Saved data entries
☆ ☆ ☆
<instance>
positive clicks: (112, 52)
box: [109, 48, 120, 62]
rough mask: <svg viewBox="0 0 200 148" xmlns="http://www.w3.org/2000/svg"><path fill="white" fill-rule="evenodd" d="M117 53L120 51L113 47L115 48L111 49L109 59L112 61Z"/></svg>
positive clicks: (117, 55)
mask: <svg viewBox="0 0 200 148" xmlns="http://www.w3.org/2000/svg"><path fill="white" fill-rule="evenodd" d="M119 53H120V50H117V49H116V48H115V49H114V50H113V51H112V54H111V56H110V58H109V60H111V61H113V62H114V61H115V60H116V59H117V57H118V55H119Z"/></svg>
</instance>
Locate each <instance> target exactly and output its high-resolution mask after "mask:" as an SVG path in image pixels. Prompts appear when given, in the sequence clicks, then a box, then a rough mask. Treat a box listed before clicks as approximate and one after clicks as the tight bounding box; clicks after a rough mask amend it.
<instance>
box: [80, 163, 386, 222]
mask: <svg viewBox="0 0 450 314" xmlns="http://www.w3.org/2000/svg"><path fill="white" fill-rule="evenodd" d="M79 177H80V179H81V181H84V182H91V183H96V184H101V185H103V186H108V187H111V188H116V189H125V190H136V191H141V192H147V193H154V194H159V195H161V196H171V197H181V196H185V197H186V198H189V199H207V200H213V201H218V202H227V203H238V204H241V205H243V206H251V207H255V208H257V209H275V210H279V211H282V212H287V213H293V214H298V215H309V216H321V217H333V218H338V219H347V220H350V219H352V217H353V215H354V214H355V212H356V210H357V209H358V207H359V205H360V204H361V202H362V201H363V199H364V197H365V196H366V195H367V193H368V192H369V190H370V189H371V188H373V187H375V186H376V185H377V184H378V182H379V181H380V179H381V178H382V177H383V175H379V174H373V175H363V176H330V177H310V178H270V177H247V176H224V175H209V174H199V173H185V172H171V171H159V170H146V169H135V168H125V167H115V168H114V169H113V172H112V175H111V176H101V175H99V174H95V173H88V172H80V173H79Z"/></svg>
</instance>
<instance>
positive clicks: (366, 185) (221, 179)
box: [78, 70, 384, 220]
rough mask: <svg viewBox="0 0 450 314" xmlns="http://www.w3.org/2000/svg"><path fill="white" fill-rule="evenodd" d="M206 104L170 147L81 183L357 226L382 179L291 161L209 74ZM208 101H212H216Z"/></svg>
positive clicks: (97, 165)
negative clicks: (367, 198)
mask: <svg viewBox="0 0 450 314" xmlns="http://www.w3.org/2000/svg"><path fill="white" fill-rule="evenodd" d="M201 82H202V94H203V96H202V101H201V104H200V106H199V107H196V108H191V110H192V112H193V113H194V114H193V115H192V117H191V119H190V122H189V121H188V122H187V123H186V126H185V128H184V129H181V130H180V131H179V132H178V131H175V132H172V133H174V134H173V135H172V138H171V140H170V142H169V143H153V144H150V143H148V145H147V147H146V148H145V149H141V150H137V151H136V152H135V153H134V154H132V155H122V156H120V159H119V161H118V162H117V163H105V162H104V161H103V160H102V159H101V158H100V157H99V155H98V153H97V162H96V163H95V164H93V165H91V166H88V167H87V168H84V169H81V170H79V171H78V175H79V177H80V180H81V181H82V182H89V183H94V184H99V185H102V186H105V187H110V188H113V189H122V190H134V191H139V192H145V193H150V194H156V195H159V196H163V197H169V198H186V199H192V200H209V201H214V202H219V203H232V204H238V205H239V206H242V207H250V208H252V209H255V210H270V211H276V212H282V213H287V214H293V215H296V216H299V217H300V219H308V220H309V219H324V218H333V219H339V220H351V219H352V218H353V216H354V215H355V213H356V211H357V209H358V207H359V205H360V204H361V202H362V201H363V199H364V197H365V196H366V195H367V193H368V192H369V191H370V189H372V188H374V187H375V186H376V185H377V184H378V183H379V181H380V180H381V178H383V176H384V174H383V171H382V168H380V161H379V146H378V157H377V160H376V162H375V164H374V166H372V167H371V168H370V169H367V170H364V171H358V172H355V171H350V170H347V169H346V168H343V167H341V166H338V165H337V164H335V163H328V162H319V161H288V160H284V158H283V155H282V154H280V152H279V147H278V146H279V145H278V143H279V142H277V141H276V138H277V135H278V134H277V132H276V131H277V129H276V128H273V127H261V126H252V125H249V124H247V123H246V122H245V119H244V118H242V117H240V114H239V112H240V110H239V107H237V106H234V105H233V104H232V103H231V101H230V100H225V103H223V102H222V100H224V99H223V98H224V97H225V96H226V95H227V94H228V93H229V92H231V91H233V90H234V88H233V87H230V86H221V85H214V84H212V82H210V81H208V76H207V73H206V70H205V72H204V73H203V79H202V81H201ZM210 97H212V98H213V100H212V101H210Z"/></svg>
☆ ☆ ☆
**Exercise**. Set every record down again exactly as written.

**Exercise answer**.
<instance>
positive clicks: (112, 52)
box: [109, 48, 120, 62]
rough mask: <svg viewBox="0 0 200 148" xmlns="http://www.w3.org/2000/svg"><path fill="white" fill-rule="evenodd" d="M117 53L120 51L113 47L115 48L111 49L109 59L112 61Z"/></svg>
positive clicks: (117, 55)
mask: <svg viewBox="0 0 200 148" xmlns="http://www.w3.org/2000/svg"><path fill="white" fill-rule="evenodd" d="M119 53H120V50H117V49H116V48H115V49H114V50H113V51H112V54H111V56H110V58H109V60H111V61H113V62H114V61H115V60H116V59H117V57H118V55H119Z"/></svg>
</instance>
Locate each <instance> target exactly and output its high-resolution mask after "mask:" as an SVG path in image pixels. Prompts appear when given, in the sequence clicks, then a box, then a rough mask. Treat a box listed before clicks as approximate and one after clicks as the tight bounding box; clicks after a rough mask amend it.
<instance>
box: [80, 163, 386, 222]
mask: <svg viewBox="0 0 450 314" xmlns="http://www.w3.org/2000/svg"><path fill="white" fill-rule="evenodd" d="M79 177H80V179H81V181H84V182H91V183H96V184H101V185H103V186H108V187H111V188H116V189H125V190H136V191H141V192H147V193H154V194H159V195H161V196H171V197H181V196H185V197H186V198H189V199H207V200H213V201H218V202H227V203H238V204H241V205H243V206H251V207H255V208H257V209H275V210H279V211H282V212H287V213H293V214H298V215H309V216H321V217H333V218H338V219H347V220H350V219H352V217H353V215H354V214H355V212H356V210H357V209H358V207H359V205H360V204H361V202H362V201H363V199H364V197H365V196H366V195H367V193H368V192H369V190H370V189H371V188H373V187H375V186H376V185H377V184H378V182H379V181H380V179H381V178H382V177H383V175H379V174H373V175H363V176H330V177H310V178H270V177H247V176H224V175H209V174H199V173H185V172H171V171H159V170H146V169H135V168H125V167H115V168H114V169H113V172H112V175H111V176H101V175H99V174H95V173H88V172H80V173H79Z"/></svg>
</instance>
<instance>
positive clicks: (366, 185) (221, 179)
box: [78, 70, 384, 220]
rough mask: <svg viewBox="0 0 450 314" xmlns="http://www.w3.org/2000/svg"><path fill="white" fill-rule="evenodd" d="M206 104L170 147L81 183L357 226L382 179L291 161L209 74ZM208 101H212H216Z"/></svg>
positive clicks: (97, 165)
negative clicks: (367, 198)
mask: <svg viewBox="0 0 450 314" xmlns="http://www.w3.org/2000/svg"><path fill="white" fill-rule="evenodd" d="M201 82H202V94H203V96H202V101H201V104H200V106H199V107H196V108H191V110H192V112H193V113H194V114H193V115H192V117H191V119H190V122H189V121H188V122H187V123H186V126H185V128H184V129H181V130H180V131H179V132H178V131H175V132H172V133H174V134H173V135H172V138H171V140H170V142H169V143H153V144H150V143H148V145H147V147H146V148H145V149H141V150H137V151H136V152H135V153H134V154H132V155H122V156H120V159H119V161H118V162H117V163H105V162H104V161H103V160H102V159H101V158H100V157H99V155H98V153H97V162H96V163H95V164H93V165H91V166H88V167H87V168H84V169H81V170H79V171H78V175H79V177H80V180H81V181H82V182H89V183H94V184H99V185H102V186H105V187H110V188H113V189H122V190H134V191H139V192H145V193H150V194H156V195H159V196H163V197H169V198H186V199H192V200H209V201H214V202H219V203H232V204H238V205H239V206H242V207H250V208H252V209H255V210H270V211H276V212H282V213H287V214H293V215H296V216H299V217H300V219H308V220H309V219H324V218H333V219H339V220H351V219H352V218H353V216H354V215H355V213H356V211H357V209H358V207H359V205H360V204H361V202H362V201H363V199H364V197H365V196H366V195H367V193H368V192H369V191H370V189H372V188H374V187H375V186H376V185H377V184H378V183H379V181H380V180H381V178H383V176H384V174H383V171H382V168H380V161H379V146H378V157H377V160H376V162H375V164H374V166H372V167H371V168H370V169H367V170H364V171H358V172H355V171H350V170H347V169H346V168H343V167H341V166H338V165H337V164H335V163H328V162H319V161H288V160H284V158H283V155H282V154H280V152H279V147H278V146H279V145H278V143H279V142H277V141H276V138H277V135H278V134H277V132H276V131H277V129H276V128H273V127H261V126H252V125H249V124H247V123H246V122H245V119H244V118H242V117H240V114H239V112H240V110H239V107H237V106H234V105H233V104H232V103H231V101H230V100H225V103H223V102H222V100H224V99H223V98H224V97H225V96H226V95H227V94H228V93H229V92H231V91H233V90H234V88H233V87H230V86H221V85H214V84H212V82H210V81H208V76H207V73H206V70H205V72H204V73H203V79H202V81H201ZM210 97H212V98H213V100H212V101H210Z"/></svg>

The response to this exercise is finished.